Given problem>
Please write out every one of these rows again, swapping "thickest" for "widest" each time it occurs. Change nothing else.

Location labeling records

+ + + +

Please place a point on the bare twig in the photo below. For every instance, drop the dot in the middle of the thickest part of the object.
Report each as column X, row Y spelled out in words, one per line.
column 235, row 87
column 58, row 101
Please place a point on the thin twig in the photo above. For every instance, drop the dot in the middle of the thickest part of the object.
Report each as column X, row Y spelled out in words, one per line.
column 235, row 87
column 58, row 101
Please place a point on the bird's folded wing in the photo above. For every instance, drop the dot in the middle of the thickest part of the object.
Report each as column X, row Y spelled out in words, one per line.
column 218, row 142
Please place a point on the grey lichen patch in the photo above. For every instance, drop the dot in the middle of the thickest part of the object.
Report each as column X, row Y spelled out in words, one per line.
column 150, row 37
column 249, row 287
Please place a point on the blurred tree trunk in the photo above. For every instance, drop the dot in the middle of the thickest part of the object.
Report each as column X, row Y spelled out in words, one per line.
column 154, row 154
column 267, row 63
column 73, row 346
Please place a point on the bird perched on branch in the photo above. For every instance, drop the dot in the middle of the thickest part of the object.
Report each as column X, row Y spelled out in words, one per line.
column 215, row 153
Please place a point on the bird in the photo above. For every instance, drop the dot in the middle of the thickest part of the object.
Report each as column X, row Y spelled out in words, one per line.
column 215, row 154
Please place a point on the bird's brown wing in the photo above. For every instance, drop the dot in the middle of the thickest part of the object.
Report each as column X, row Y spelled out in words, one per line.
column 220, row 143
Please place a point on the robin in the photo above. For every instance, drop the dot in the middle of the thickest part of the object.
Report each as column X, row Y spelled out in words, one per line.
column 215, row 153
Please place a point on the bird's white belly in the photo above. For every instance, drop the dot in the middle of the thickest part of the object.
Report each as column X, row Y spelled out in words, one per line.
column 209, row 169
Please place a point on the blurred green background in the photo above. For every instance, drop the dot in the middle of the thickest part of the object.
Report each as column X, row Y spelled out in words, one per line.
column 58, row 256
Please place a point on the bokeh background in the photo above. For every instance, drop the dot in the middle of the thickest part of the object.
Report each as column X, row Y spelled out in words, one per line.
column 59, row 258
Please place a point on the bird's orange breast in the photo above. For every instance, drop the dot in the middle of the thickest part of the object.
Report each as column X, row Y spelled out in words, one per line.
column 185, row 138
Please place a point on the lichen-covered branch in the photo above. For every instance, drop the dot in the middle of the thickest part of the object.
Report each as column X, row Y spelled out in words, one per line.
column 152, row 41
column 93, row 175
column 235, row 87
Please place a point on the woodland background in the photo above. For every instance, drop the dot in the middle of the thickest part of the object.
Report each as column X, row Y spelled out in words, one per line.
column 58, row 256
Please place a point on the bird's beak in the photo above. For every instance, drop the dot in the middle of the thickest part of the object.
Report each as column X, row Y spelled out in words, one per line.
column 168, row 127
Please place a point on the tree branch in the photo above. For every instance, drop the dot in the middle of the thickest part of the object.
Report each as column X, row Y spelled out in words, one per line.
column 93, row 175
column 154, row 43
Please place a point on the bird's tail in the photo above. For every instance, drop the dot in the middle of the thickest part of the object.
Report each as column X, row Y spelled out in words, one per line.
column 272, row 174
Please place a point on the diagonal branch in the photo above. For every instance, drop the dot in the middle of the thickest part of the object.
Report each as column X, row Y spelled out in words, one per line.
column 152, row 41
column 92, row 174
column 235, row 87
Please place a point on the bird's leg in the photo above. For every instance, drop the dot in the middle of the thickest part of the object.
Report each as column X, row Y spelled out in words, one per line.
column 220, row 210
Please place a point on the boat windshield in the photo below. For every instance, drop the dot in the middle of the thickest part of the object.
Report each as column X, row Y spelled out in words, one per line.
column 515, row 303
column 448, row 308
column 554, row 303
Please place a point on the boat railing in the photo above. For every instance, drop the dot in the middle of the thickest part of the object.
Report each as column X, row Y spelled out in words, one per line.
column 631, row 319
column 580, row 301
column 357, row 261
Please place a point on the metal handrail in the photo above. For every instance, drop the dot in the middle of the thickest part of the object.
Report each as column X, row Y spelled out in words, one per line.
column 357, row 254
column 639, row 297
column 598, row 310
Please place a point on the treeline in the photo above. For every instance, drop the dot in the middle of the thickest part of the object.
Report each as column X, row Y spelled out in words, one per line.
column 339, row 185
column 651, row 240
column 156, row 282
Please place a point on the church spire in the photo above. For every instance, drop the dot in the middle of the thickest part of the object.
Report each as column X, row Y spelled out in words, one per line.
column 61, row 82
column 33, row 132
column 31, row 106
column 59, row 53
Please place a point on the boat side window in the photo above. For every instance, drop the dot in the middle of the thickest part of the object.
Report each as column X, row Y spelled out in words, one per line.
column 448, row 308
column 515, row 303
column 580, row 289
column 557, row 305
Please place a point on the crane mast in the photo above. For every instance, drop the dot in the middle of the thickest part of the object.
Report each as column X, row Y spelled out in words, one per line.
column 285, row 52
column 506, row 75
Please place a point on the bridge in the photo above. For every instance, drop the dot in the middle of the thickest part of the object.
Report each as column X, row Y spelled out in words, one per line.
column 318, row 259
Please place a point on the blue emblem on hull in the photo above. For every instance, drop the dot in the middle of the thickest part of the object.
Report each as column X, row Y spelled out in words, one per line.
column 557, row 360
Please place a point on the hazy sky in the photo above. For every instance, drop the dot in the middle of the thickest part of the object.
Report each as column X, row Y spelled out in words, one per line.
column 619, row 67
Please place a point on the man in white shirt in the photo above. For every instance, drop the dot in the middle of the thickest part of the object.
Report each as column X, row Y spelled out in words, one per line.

+ + + +

Result of this exercise>
Please place a point on the bare twig in the photo below. For every instance, drop the dot in the middle of the widest part of the object.
Report each as column X, row Y spelled out in words, one per line.
column 235, row 87
column 58, row 101
Please place a point on the thin twig in the photo above. For every instance, drop the dot in the middle of the widest part of the object.
Report each as column X, row Y spelled out in words, one per line.
column 235, row 87
column 58, row 101
Please place a point on the bird's folded wing in the photo above. For every instance, drop the dot in the middle of the widest part of the object.
Report each as column X, row Y spelled out in words, one per line.
column 218, row 142
Please place a point on the grey lichen patch in the photo above. For every instance, drop the dot in the middle of the widest part of the object.
Report each as column X, row Y spelled out in words, one per line.
column 150, row 37
column 249, row 287
Please place a point on the blurred tree trunk in the photo above. For every instance, drop the dot in the middle of the widest part of the object.
Report each as column X, row Y spelled out in words, one per line.
column 154, row 154
column 267, row 63
column 73, row 346
Please place a point on the bird perched on branch in the photo above. For every instance, drop the dot in the middle of the widest part of the object.
Report each as column X, row Y spelled out in words, one per line.
column 215, row 153
Please place a point on the bird in the photo above. For every instance, drop the dot in the middle of the widest part of the object.
Report each as column X, row Y spelled out in words, one per line.
column 215, row 154
Please place a point on the bird's brown wing in the photo above. For every instance, drop the dot in the middle of the widest part of the object.
Report each as column X, row Y spelled out in words, one per line.
column 220, row 143
Please place a point on the robin in the photo above. For every instance, drop the dot in the middle of the widest part of the object.
Report each as column X, row Y spelled out in words, one per line.
column 215, row 153
Please place a point on the bird's white belly in the photo above. For every instance, drop the dot in the middle of the widest part of the object.
Report each as column X, row Y spelled out in words, one per line.
column 209, row 169
Please place a point on the blurred green background in the photo above. For every instance, drop the dot in the middle of the widest part of the object.
Report each as column X, row Y spelled out in words, one per line.
column 58, row 256
Please place a point on the bokeh background in the photo above. For every instance, drop the dot in the middle of the widest part of the object.
Report each as column X, row Y spelled out in words, one per line.
column 59, row 258
Please place a point on the bird's orange breast in the photo above. For every instance, drop the dot in the middle of the widest part of the object.
Report each as column X, row Y spelled out in words, one per line.
column 185, row 138
Please place a point on the lichen-covered branch in the photo above. For every instance, drop the dot in the middle of the widest part of the object.
Report each as column X, row Y spelled out in words, one per line.
column 152, row 41
column 93, row 175
column 235, row 87
Please place a point on the woodland background in the photo above. For every instance, drop the dot in the middle of the widest part of the object.
Report each as column X, row Y spelled out in words, one per line.
column 58, row 256
Please place a point on the bird's beak in the photo above. For every instance, drop the dot in the middle of the widest part of the object.
Report each as column X, row Y spelled out in words, one per line.
column 168, row 127
Please place a point on the tree branch in the photo above. For every instance, drop the dot in the middle of the widest part of the object.
Report each as column X, row Y spelled out in words, one per line.
column 93, row 175
column 154, row 43
Please place a point on the bird's tail in the photo above. For every instance, drop the dot in the middle of the widest part of the object.
Report each as column X, row Y spelled out in words, one per line.
column 272, row 174
Please place a point on the diagonal branch in the photo above. For every instance, drop the dot in the middle of the widest part of the object.
Report each as column X, row Y spelled out in words, one per line.
column 152, row 41
column 92, row 174
column 235, row 87
Please place a point on the bird's leg in the photo above. For every instance, drop the dot in the middle of the widest part of the object.
Report each as column X, row Y spelled out in words, one per line.
column 220, row 210
Please place a point on the boat windshield in the photo below. For every instance, drop the dot in the middle of the widest part of the object.
Report each as column X, row Y spelled out in words, one per line.
column 515, row 303
column 448, row 308
column 554, row 303
Please place a point on the boat railing in the photo above. For every instance, drop the dot in the middle of the widest part of the object.
Report each as column X, row Y spelled out in words, one per line.
column 631, row 319
column 580, row 301
column 357, row 261
Please place a point on the metal handrail in the photo above. For every instance, drop the dot in the middle of the widest part of the object.
Report each as column X, row Y spelled out in words, one per line.
column 357, row 254
column 639, row 297
column 598, row 310
Please place a point on the treeline in the photo above. For every instance, drop the dot in the middle of the widest part of the object.
Report each as column X, row Y spelled out in words, one per line.
column 339, row 185
column 651, row 240
column 156, row 282
Please place a point on the church spire in the photo above. For every instance, drop the dot in the middle of the widest part of the object.
Report each as column X, row Y spelled out in words, one per line.
column 61, row 82
column 33, row 132
column 31, row 106
column 59, row 53
Please place a point on the boat side window in the photo above. For every instance, drop the dot in the middle of the widest part of the object.
Report each as column X, row Y spelled out in words, one per line.
column 448, row 308
column 515, row 303
column 580, row 289
column 557, row 305
Please place a point on the crane mast in the photo above. For every instance, drop the dot in the middle of the widest part of the object.
Report each as column X, row Y spelled out in words, one per line.
column 285, row 52
column 506, row 75
Please place a point on the bridge in the photo above. For every instance, drop the dot in the middle of the widest part of the object.
Report each as column X, row Y spelled out in words, one per line.
column 318, row 259
Please place a point on the blue emblem on hull in the photo above. For every instance, drop the dot in the middle of the widest part of the object.
Report each as column X, row Y spelled out in words, one per line.
column 557, row 360
Please place a point on the hazy sky in the photo above. For every instance, drop the dot in the middle of the widest part of the object.
Report each as column X, row Y spelled out in words, one per line.
column 619, row 67
Please place a point on the man in white shirt in the photo above. For every instance, drop the dot in the middle of the widest part of the object.
Report each as column X, row Y spelled out in words, one per line.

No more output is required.